WHAT TO DO -
From the forum thread on sweep-and-prune, extract everything from "I have used" down to "of them are.", word for word.

DOCUMENT PASSAGE -
——
Yep, would you mind explaining how you handle the case when an object begins and ends to straddle two SAPs?

It's completely automatic for me. There is no "boundary management" or "overlapping broadphases". The thing to realize is that in a normal SAP, duplicate pairs are already added several times, for the different axes. So another SAP is really just anoter set of axes, nothing more. The only thing to do is share the pair container between all SAPs, and the same mechanism that filtered out duplicates in a normal SAP will filter out duplicates coming from other SAPs...

- Pierre

[Eternl Knight]

Pierre:
Thanks for your reply on the SAP details. It is, after all, the reason I was reading the thread

When you have finished the "same pairs" test (i.e. ensuring that the pairs in your implementation are all covered in the Bullet implementation), could you let us know here. It is something I would like verified

Also, you mentioned "in PhysX" in a context that makes me wonder if you are involved in its development. Not that it matters, but it helps me put things in context when I know the background behind questions/comments.

Julio:
RE: ODE & Bullet - "You are and expert on those I am an expert in Newton so let...". This kind of childish attitude and "conspiracy theory" stuff is what makes people "turn off" on your rants. I never claimed to be an expert on Bullet or ODE.

I have used them, I know some of their quirks & limitations. This knowledge gives me confidence as to when and how I can use them. That is all. I know that Newton works well in certain scenarios, but there is (as Pierre pointed out), some limitations on what I can do with it. Some of these limitations are nothing to worry about, some of them are.

I have to say, that even if it were proven that all things are equal between Newton & Bullet - I would have to choose the developer not out there attacking everyone as the one more approachable when I have questions.
——
RECORDS PROVIDED -
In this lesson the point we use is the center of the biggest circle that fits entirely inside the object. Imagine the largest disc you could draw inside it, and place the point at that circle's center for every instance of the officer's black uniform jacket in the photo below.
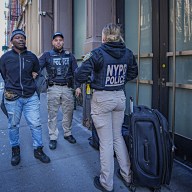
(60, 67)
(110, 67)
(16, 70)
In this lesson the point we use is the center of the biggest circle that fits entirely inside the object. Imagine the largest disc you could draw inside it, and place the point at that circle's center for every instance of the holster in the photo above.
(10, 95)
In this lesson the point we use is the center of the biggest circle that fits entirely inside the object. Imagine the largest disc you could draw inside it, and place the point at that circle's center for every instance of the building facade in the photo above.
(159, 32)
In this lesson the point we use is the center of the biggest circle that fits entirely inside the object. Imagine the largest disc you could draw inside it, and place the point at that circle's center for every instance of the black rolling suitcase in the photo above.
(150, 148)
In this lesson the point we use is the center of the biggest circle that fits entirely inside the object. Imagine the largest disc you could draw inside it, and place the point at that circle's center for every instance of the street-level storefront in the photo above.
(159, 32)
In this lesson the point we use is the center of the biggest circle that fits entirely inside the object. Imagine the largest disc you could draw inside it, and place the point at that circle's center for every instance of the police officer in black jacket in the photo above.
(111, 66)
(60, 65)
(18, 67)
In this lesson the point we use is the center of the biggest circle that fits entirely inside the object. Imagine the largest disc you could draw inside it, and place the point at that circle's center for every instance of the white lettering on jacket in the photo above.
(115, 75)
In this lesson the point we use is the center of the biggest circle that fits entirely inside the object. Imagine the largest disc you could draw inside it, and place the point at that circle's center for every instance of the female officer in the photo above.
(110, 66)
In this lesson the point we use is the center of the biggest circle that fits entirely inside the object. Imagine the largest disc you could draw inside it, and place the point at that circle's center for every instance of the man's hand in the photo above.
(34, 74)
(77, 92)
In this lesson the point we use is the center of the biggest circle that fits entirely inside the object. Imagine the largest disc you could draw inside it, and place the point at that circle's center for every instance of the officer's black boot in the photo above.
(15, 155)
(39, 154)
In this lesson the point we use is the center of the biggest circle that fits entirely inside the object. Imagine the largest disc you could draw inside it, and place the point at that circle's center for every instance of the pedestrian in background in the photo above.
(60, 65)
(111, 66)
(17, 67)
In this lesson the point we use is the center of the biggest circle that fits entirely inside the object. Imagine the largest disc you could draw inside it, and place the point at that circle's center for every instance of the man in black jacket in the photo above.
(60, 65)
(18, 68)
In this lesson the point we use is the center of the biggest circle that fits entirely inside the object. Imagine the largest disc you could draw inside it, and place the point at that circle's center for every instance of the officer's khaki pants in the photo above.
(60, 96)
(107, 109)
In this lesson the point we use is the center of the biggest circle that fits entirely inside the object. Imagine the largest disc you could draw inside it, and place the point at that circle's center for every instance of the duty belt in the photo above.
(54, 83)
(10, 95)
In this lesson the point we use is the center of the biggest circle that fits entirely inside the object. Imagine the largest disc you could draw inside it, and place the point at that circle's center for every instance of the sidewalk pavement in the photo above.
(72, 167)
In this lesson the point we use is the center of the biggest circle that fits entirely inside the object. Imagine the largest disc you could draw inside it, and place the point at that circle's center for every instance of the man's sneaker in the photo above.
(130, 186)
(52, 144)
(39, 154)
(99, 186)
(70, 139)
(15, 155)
——
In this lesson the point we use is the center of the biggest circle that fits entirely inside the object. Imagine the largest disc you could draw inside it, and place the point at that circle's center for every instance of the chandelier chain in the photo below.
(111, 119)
——
ANSWER BELOW -
I have used them, I know some of their quirks & limitations. This knowledge gives me confidence as to when and how I can use them. That is all. I know that Newton works well in certain scenarios, but there is (as Pierre pointed out), some limitations on what I can do with it. Some of these limitations are nothing to worry about, some of them are.